What this task involves:
In the entries below, the word "snow" appears on some lines. Copy each of those lines.

Input data:

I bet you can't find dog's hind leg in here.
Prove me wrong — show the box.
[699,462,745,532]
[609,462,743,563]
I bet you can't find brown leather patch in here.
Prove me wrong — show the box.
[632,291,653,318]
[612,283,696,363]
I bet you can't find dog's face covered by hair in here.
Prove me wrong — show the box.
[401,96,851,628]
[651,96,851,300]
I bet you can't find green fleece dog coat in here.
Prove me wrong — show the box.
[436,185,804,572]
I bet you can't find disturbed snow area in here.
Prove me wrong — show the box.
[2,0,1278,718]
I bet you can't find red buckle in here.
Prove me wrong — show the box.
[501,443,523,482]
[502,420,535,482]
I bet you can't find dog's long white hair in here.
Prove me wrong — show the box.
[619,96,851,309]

...

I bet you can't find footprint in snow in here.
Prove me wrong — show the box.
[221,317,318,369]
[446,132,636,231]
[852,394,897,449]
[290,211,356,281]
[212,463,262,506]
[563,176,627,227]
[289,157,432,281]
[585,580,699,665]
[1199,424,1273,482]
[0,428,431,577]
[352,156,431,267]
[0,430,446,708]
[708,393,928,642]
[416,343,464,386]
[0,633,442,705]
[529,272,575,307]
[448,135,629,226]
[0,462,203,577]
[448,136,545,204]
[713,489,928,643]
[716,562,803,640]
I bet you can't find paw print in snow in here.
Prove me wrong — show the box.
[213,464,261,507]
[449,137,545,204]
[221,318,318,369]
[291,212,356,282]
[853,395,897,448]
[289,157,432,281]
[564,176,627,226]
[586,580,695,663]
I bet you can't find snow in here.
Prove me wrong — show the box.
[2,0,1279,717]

Answer section:
I bet you can't find disturbed snow area in here.
I bet you can't find footprint in snow in here.
I bet you can't find paw print in snow in here.
I bet you can't find snow in here.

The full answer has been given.